* DIRECTIONS FOR THIS TASK *
From the data below, pull out each line that contains the word "background" and copy those lines in full.
* BEGIN DATASET RECORDS *
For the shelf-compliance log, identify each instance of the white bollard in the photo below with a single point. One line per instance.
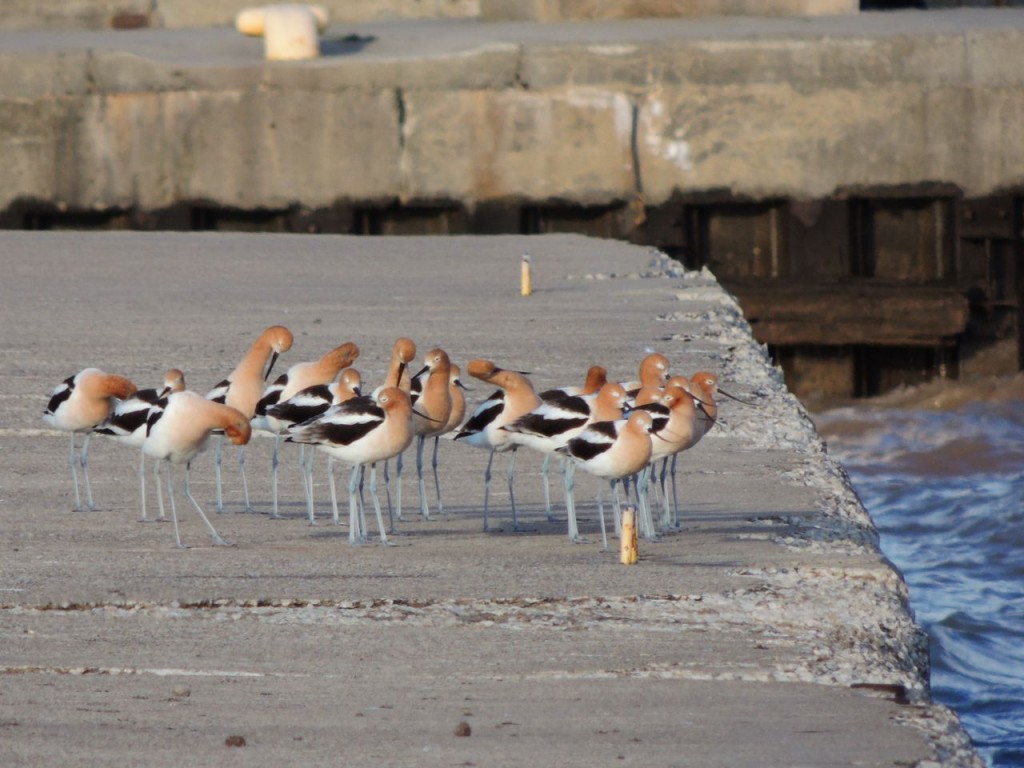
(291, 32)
* END DATASET RECORDS *
* BEGIN DATASET RECORDS *
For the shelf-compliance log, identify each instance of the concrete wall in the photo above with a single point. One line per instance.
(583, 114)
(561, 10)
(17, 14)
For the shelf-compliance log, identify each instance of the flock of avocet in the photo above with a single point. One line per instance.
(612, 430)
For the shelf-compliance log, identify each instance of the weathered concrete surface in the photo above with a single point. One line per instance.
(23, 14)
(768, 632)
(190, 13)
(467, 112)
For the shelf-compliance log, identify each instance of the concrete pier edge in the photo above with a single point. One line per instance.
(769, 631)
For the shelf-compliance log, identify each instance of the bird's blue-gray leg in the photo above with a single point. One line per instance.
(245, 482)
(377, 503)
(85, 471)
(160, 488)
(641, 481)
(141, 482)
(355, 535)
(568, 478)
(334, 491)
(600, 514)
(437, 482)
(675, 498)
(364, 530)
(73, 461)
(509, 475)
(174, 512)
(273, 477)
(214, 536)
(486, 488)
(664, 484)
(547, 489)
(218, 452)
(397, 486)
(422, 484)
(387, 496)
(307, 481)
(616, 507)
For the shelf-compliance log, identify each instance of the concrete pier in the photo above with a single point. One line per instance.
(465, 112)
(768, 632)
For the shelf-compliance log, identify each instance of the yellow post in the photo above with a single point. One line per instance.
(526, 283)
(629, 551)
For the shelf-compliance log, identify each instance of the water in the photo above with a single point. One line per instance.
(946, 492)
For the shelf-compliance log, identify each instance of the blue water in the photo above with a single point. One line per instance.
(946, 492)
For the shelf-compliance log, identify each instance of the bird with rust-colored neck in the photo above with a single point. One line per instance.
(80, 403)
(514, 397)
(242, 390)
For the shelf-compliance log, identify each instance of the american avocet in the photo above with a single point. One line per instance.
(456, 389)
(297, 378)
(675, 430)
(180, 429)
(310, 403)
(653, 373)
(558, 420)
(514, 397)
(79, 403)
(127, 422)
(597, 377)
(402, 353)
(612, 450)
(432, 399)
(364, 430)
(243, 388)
* END DATASET RECORDS *
* BEGIN DATASET RECORDS *
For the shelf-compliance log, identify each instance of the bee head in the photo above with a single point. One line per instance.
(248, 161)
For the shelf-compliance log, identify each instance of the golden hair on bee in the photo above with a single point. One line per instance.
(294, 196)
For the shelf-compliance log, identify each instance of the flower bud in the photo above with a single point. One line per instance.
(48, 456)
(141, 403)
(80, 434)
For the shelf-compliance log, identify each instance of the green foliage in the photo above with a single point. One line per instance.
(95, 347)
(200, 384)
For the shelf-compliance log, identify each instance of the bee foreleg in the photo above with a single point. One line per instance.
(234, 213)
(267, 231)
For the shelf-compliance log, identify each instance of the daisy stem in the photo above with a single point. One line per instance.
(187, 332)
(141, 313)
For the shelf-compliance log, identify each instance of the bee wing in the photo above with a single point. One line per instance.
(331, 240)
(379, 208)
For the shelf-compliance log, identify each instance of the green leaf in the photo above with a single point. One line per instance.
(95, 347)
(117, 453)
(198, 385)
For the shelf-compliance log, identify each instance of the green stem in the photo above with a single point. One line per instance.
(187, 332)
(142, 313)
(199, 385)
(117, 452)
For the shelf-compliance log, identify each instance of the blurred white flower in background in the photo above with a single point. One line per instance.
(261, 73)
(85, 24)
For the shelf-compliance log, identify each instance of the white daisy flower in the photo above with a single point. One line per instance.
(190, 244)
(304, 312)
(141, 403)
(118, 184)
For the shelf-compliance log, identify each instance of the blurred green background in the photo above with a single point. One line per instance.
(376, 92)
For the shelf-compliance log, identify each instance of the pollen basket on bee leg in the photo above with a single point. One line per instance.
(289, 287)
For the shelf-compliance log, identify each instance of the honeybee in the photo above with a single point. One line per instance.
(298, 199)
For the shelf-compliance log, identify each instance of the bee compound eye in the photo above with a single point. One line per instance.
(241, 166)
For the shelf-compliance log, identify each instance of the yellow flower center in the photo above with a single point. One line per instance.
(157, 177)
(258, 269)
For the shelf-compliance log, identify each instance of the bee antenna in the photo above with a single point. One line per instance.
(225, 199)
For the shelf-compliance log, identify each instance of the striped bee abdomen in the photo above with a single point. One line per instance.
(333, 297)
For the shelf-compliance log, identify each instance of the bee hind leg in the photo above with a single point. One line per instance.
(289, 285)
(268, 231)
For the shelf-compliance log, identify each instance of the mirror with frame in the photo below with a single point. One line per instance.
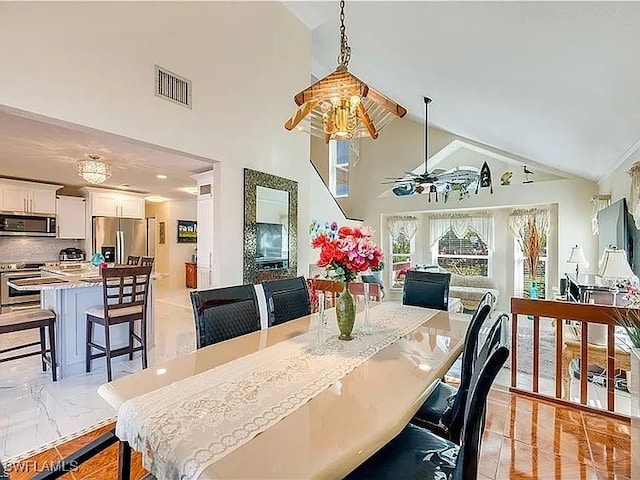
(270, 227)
* END DATASET RECORDS *
* ANSWER TO THE EXERCISE *
For the shelf-compliance log, identify each instance of the blurred white flower in background in the photo above with a single point. One line per instance.
For the shelf-compliance log, identify each instance of the blurred green background in the photo above with a single point. One line per instance.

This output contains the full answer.